-- Work item --
Please reproduce the records, omitting nothing and changing nothing.

****************

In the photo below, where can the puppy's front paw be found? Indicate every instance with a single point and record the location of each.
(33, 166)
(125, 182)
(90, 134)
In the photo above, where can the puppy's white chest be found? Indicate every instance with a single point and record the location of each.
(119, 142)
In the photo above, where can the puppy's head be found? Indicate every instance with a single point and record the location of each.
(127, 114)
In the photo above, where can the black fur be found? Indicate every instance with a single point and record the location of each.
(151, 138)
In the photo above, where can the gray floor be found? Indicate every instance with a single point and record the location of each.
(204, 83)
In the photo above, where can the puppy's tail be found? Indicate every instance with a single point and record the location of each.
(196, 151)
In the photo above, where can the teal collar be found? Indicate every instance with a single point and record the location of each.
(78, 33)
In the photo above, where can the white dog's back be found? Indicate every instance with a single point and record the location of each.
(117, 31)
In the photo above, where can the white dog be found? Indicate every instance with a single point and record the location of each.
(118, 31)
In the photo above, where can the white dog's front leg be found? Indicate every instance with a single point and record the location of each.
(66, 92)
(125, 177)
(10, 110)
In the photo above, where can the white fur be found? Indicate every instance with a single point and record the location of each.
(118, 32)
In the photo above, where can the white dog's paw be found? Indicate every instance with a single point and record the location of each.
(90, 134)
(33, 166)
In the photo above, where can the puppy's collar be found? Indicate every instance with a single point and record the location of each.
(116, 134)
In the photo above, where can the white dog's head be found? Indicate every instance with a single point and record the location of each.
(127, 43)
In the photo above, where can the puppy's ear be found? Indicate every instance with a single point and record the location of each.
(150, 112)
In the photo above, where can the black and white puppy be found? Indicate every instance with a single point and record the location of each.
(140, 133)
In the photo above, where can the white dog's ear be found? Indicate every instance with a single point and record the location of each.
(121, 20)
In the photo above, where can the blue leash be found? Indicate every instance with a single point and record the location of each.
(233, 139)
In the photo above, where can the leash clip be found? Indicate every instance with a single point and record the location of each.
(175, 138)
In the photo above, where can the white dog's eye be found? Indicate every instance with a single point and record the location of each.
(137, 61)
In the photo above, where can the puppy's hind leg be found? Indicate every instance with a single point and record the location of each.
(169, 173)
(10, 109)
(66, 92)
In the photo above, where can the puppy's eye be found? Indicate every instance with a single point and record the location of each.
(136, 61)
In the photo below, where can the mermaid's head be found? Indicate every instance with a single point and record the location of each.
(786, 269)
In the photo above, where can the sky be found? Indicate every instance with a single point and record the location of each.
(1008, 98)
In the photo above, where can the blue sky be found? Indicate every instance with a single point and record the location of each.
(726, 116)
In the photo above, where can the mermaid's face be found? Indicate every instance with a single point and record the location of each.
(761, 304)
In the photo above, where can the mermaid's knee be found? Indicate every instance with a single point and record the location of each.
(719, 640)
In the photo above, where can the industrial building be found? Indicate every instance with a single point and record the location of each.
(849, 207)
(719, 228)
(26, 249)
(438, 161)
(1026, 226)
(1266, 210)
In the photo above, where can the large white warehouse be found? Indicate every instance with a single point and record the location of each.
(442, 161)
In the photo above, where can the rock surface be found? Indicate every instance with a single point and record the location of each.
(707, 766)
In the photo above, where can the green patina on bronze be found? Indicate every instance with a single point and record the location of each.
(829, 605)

****************

-- Answer box --
In the photo below, where can the puppy's front paw be found? Indicate every instance with a single point and record the location of each.
(33, 166)
(125, 182)
(90, 134)
In the photo above, where can the puppy's white chest be found? Indicate every instance with a single point and record the location of each.
(119, 142)
In the photo above, where can the puppy's head be found? Indicate every instance with a single point and record the location of each.
(127, 114)
In the photo above, where can the black fur be found? Indicate every instance with a single point and record the location of each.
(151, 138)
In the photo above, where can the gray floor be found? Indicate every instance with a single point and record the location of each.
(204, 83)
In the photo above, where can the puppy's tail be found? Indicate every instance with a single point and record the location of each.
(196, 151)
In the photo above, where can the teal collar be found? Indicate every instance with a single point and record the location of each.
(78, 33)
In the photo above, where can the white dog's back be found? Indicate every instance with a single point and record the location of each.
(117, 31)
In the photo above, where can the white dog be found? Indicate every instance with a single point and record the location of each.
(118, 31)
In the photo above, where can the white dog's front leg be found? Indicate every instance with a single point and record the location of each.
(66, 92)
(125, 177)
(10, 110)
In the photo above, where can the white fur be found? Indicate every instance with a single point and record the location of each.
(118, 32)
In the photo above, where can the white dog's paw be found? Indicate every instance with a single point and record the location of each.
(90, 134)
(33, 166)
In the photo above, where can the puppy's collar be found? Indicate every instance with a single point and record the location of each.
(116, 134)
In the photo above, where can the white dog's head be found? Indicate every instance with a single point and record the location of each.
(127, 43)
In the photo above, where can the puppy's ear be found? Indicate every instance with a single point and record the location of each.
(150, 112)
In the photo above, where can the black and white puppy be found? Indicate every instance with a single point and record the location of each.
(140, 133)
In the photo above, where can the white dog's ear be found? Indicate every instance with a single point and record the location of each.
(121, 20)
In the photo above, where can the blue leash be found? Indicate every instance with a single point and record the location of each.
(233, 139)
In the photo above, where can the leash clip be found? Indicate every instance with a single point and record the location of each.
(175, 138)
In the photo above, where can the white dog's eye be found? Indicate every instance with a single point and record the location of each.
(137, 61)
In the photo above, where can the puppy's hind leg be found? Indicate every instance with a single point and record the location of each.
(169, 173)
(10, 109)
(66, 92)
In the photo above, where can the puppy's eye be found? Indicate every instance with a single point and record the location of each.
(136, 61)
In the photo below, where can the mermaid's head be found? Indicate every instance with a single point and record the location of each.
(786, 269)
In the photo above, where can the sky be found? Indicate every instance with a single point and record the location of each.
(1008, 98)
In the photo above, where can the blue sky be found? Indicate every instance with a single point and record the location of each.
(726, 116)
In the photo above, where can the mermaid's face be found? Indicate every instance with a single point and record the location of each.
(761, 304)
In the photo above, where can the mermaid's knee be found? Indicate every instance with a single point and record the location of each.
(719, 640)
In the photo above, where can the industrial building be found? Indicate every instance with a single point and record the location of each.
(849, 207)
(719, 228)
(26, 249)
(438, 161)
(1026, 226)
(1266, 210)
In the photo above, where can the large white warehouse be found? Indicate every instance with a single point and record the location of each.
(442, 161)
In the photo above, where can the rock surface be found? Indicate every instance with a single point and record the location of each.
(707, 766)
In the photo above, where can the green patina on bronze be found? Indicate every instance with a single point and record the location of each.
(829, 605)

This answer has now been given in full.